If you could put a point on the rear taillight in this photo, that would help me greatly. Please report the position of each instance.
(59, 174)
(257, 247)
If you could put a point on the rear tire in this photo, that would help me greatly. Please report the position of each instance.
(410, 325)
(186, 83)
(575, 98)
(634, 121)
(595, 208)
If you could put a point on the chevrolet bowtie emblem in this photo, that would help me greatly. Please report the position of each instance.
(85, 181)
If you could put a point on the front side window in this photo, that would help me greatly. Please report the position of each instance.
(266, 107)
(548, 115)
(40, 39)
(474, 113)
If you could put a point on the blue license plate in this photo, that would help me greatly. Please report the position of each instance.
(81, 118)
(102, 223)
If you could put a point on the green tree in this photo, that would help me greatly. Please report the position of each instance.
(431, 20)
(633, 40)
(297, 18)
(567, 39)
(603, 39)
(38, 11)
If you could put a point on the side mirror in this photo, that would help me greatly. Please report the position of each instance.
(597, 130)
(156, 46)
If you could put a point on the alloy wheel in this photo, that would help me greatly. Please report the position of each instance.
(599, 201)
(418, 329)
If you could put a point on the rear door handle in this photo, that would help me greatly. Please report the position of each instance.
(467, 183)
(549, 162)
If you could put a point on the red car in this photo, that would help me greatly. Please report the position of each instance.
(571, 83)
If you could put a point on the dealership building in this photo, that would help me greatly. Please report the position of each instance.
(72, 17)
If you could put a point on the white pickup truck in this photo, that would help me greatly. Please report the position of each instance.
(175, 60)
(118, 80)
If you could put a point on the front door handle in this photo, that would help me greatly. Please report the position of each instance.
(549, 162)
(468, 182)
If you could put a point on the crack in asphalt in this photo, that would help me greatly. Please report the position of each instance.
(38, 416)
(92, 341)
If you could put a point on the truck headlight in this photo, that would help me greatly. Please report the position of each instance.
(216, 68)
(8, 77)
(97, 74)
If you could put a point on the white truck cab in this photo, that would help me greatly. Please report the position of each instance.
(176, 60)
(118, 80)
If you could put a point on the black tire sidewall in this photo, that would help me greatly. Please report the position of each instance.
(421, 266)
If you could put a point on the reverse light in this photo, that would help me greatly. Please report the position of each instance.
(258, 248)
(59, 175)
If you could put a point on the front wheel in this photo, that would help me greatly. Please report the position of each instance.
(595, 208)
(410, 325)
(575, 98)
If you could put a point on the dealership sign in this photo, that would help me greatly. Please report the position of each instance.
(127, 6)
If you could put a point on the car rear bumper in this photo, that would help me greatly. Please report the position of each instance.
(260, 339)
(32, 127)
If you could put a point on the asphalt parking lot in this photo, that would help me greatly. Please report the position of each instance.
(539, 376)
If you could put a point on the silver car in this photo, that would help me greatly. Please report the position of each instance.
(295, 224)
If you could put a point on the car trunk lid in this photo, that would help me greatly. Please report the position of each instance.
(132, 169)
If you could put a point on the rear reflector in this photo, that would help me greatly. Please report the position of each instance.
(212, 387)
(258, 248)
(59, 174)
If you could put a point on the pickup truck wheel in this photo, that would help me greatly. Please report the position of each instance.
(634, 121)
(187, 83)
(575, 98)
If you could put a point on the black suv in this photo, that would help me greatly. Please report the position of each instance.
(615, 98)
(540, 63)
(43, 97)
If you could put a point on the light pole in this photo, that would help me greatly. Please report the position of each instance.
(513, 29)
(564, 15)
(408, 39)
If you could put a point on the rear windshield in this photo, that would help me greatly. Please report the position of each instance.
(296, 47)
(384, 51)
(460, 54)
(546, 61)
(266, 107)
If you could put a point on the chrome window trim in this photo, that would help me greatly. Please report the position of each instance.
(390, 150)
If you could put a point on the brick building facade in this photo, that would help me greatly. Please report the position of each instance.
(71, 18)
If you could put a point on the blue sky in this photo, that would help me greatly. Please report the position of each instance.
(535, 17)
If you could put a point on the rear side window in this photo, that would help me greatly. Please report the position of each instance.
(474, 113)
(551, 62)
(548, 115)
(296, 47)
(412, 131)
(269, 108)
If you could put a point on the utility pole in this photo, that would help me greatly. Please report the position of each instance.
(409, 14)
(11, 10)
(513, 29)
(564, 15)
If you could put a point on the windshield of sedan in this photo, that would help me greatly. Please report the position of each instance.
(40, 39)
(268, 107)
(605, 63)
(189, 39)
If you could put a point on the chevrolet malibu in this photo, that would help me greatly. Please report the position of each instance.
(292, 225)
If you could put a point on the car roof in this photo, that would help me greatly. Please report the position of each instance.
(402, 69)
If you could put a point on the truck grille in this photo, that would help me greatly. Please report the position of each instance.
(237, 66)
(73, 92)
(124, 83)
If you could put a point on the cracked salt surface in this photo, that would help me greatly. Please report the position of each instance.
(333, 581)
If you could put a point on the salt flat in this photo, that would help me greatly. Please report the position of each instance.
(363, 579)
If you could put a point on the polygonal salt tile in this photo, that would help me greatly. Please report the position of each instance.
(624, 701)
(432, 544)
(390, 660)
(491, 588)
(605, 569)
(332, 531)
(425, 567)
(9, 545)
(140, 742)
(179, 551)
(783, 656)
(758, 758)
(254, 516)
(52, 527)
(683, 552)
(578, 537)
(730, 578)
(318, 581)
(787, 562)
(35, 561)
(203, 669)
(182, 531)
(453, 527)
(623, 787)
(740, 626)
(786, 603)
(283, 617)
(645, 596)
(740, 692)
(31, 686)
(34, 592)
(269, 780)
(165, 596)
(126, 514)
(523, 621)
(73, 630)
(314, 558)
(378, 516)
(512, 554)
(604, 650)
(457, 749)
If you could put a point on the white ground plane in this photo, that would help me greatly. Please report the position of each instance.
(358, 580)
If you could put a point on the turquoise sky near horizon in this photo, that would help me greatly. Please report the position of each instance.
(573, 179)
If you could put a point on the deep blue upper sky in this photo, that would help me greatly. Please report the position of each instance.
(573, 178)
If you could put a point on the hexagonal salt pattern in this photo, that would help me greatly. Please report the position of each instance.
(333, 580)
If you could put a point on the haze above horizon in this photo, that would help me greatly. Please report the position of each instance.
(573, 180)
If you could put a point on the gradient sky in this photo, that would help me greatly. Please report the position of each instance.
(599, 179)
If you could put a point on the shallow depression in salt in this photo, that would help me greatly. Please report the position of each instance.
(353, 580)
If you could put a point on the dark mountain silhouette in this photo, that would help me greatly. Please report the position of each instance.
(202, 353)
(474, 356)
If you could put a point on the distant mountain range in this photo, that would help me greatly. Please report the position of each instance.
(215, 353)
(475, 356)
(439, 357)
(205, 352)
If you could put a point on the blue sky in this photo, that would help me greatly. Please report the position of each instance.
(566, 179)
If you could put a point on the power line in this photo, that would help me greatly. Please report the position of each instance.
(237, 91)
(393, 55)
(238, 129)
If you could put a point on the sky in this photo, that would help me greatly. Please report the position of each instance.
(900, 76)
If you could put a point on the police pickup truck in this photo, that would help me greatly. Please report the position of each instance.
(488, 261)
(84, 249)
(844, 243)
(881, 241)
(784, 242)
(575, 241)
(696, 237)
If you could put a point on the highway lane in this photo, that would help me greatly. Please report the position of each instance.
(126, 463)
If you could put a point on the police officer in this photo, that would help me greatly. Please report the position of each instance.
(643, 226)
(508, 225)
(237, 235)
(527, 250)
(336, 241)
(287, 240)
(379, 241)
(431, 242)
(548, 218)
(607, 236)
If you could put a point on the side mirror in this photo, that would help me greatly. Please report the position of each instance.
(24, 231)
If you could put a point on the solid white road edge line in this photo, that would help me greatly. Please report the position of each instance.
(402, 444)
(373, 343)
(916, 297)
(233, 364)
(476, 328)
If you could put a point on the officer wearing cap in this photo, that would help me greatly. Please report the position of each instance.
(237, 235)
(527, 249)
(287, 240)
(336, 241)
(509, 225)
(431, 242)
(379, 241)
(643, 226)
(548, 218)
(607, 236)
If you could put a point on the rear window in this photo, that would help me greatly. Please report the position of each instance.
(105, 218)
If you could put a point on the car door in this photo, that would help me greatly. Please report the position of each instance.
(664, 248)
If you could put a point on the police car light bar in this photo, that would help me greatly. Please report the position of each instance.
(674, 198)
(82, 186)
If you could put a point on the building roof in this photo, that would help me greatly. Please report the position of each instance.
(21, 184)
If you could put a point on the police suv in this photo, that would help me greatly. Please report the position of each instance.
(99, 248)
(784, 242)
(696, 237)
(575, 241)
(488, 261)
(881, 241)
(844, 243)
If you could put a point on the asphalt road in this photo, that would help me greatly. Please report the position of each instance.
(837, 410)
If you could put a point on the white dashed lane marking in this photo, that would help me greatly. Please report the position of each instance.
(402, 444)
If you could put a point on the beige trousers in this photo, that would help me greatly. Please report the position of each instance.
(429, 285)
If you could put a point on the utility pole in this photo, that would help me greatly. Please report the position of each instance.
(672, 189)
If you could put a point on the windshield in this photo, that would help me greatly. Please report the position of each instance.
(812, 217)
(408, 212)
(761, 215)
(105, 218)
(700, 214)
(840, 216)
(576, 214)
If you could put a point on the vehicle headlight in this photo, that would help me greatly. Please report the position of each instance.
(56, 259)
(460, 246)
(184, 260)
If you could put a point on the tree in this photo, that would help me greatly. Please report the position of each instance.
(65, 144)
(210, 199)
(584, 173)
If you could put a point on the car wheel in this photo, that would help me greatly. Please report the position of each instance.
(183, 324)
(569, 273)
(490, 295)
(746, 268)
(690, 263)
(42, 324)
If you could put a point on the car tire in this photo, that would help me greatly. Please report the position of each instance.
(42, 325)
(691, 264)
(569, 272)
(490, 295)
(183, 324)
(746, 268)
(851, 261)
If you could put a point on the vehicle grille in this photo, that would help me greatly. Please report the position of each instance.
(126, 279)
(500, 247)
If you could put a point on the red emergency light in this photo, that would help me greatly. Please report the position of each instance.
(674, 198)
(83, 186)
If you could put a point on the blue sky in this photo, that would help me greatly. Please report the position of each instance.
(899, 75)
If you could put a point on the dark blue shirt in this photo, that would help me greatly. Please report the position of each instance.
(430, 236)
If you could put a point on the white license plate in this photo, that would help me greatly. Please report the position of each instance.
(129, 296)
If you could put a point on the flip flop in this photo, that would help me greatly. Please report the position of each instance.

Stated exercise: Write out, word for word, the line containing "If you could put a point on the red emergency" and every line after it to the end of the data above.

Solution to this exercise:
If you could put a point on the red emergency light in this photo, that would help me greatly. Please report the position of each instance.
(674, 198)
(83, 186)
If you could put a point on the blue sky in this photo, that would help me greatly. Please report the position of each instance.
(899, 75)
If you could put a point on the dark blue shirt in this photo, that would help me greatly. Please report the position of each instance.
(430, 236)
If you could put a point on the white license plate in this photo, that would help me greatly. Please report the position of each instance.
(129, 296)
If you could put a point on the flip flop in this photo, that would help me greatly. Please report the position of each instance.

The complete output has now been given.